Brief:
I need the lines below from the one with "Target: white certificate document" down to the one with "Task: for the roadway count, mark the hand" reproduced exactly, both ends included, and nothing else.

(Referring expression data)
-=-=-=-=-

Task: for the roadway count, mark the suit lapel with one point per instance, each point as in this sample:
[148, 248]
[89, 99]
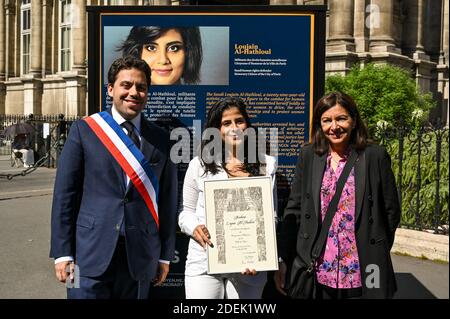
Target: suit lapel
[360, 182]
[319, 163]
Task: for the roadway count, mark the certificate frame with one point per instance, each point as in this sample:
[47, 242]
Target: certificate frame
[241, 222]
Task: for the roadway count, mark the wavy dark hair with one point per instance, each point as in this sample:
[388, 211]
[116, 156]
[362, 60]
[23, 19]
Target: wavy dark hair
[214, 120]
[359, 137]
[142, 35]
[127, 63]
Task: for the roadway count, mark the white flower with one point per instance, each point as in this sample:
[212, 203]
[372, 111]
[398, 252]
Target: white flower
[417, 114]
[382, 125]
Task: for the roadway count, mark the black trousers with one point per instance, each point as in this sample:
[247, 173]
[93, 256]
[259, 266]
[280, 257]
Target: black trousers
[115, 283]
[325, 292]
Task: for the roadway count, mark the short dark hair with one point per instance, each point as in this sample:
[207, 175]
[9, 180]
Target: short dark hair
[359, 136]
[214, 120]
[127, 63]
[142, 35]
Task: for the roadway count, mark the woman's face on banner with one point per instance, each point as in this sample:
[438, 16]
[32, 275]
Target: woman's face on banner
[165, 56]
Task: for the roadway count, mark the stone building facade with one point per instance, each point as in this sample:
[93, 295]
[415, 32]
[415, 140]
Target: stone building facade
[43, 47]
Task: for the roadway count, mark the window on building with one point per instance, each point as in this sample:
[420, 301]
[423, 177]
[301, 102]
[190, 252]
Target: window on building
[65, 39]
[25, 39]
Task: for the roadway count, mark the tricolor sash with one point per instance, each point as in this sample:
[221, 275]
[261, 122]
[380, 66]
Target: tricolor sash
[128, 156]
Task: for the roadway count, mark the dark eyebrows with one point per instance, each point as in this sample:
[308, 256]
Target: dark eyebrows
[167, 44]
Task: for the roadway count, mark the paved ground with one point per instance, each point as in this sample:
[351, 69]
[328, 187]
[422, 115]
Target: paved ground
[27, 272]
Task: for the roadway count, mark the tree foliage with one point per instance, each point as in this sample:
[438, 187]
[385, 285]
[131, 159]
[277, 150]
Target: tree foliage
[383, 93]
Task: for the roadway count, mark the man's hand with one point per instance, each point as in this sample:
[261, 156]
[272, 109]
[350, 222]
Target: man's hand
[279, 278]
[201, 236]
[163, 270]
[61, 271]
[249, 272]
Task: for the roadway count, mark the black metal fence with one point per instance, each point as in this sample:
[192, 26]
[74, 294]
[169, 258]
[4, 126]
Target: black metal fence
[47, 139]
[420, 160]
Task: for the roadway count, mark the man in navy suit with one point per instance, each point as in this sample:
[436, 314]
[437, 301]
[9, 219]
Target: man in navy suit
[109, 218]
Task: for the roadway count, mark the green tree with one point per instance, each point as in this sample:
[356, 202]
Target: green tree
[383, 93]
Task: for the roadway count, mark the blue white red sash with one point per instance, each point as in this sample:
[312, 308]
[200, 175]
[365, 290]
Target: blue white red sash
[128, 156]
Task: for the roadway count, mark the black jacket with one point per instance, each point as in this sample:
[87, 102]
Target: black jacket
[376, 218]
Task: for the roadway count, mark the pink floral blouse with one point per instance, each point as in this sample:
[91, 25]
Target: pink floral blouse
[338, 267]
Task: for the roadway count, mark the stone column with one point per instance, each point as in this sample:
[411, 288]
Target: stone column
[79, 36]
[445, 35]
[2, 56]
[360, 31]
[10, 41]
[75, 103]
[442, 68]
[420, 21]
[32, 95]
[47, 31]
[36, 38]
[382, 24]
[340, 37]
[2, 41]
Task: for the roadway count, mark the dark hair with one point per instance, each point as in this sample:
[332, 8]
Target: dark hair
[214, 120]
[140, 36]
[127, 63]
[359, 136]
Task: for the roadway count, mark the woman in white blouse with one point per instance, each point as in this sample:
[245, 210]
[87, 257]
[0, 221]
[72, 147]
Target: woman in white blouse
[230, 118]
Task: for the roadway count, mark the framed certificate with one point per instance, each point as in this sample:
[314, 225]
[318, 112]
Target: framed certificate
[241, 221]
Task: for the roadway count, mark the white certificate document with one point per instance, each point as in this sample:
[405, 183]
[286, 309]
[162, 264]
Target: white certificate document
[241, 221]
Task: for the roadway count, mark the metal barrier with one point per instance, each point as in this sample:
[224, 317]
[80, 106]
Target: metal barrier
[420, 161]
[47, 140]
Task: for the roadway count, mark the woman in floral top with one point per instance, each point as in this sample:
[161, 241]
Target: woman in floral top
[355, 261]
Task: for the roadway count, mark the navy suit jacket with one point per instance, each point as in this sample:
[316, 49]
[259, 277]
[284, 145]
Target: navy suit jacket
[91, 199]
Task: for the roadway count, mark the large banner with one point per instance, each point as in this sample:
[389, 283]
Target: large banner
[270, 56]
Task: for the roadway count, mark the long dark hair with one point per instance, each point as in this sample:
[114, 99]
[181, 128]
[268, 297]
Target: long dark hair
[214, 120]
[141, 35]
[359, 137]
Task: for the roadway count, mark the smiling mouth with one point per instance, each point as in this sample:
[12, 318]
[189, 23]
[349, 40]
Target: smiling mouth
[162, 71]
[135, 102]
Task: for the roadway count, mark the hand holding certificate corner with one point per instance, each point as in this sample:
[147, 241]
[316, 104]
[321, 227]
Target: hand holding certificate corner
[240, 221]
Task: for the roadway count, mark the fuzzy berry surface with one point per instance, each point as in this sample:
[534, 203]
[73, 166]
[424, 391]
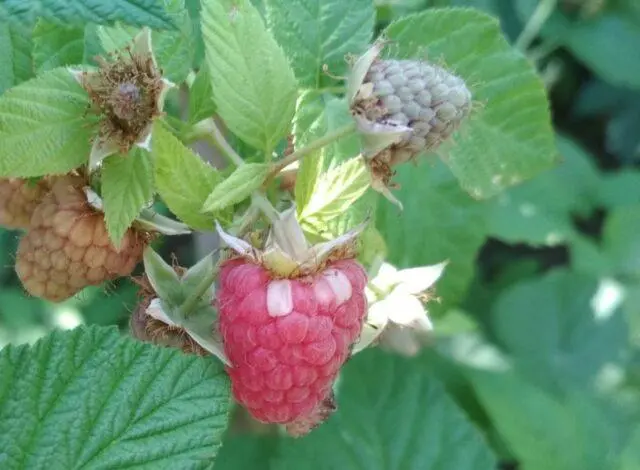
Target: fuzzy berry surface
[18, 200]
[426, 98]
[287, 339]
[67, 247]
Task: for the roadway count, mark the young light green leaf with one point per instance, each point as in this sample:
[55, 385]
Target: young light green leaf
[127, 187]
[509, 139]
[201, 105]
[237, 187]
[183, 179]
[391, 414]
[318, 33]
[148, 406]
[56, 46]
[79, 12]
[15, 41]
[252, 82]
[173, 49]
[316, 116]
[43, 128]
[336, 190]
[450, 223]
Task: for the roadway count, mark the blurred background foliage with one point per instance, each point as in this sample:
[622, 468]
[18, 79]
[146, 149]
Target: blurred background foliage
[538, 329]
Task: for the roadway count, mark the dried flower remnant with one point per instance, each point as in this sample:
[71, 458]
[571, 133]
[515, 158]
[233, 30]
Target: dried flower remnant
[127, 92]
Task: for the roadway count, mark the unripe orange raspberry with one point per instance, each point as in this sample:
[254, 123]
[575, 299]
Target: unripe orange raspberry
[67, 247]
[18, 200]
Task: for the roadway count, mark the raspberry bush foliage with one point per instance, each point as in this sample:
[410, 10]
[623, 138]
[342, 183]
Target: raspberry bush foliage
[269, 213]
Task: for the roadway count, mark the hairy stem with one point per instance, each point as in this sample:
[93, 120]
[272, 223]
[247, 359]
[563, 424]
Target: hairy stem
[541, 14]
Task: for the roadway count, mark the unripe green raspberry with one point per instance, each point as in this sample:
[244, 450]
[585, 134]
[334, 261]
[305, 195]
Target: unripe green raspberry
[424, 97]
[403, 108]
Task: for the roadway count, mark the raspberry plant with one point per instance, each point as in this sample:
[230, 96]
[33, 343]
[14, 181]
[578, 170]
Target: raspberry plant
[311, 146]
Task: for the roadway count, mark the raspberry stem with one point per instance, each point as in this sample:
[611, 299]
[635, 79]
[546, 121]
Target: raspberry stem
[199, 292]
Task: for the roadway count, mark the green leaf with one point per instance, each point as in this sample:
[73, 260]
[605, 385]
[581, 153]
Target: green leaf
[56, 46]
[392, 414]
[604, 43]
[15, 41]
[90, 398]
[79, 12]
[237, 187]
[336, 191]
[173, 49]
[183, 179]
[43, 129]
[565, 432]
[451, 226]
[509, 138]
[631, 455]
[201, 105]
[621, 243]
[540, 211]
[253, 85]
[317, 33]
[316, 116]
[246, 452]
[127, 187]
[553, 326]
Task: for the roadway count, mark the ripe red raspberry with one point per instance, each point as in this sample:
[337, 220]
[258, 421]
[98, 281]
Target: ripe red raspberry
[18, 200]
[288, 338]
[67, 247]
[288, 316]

-=-=-=-=-

Reply:
Target: white certificate document
[241, 221]
Task: for the roadway count, mark the metal barrier with one point per instance, each point as in this sample:
[224, 317]
[80, 106]
Target: metal barrier
[420, 161]
[47, 140]
Task: for the roadway count, mark the woman in floral top with one point per instance, each point as in this sample:
[161, 241]
Target: woman in floral top
[355, 261]
Task: for the roadway count, mark the navy suit jacket with one point per instance, each point as in this sample:
[316, 49]
[259, 277]
[284, 145]
Target: navy suit jacket
[91, 199]
Task: for the roadway count, mark the large banner with one point per instance, each point as in this sample:
[389, 283]
Target: large banner
[270, 56]
Task: for the roadway count, mark the long dark hair with one point per instance, each point as in this sample:
[114, 99]
[181, 128]
[268, 297]
Target: long dark hair
[214, 120]
[141, 35]
[359, 137]
Task: for the roadway count, mark the smiling mouth with one point per instance, each point as in this sample:
[12, 318]
[189, 23]
[349, 40]
Target: smiling mouth
[162, 71]
[135, 102]
Task: for the roadway count, mark the hand holding certificate corner with one point per instance, each point as in this sample:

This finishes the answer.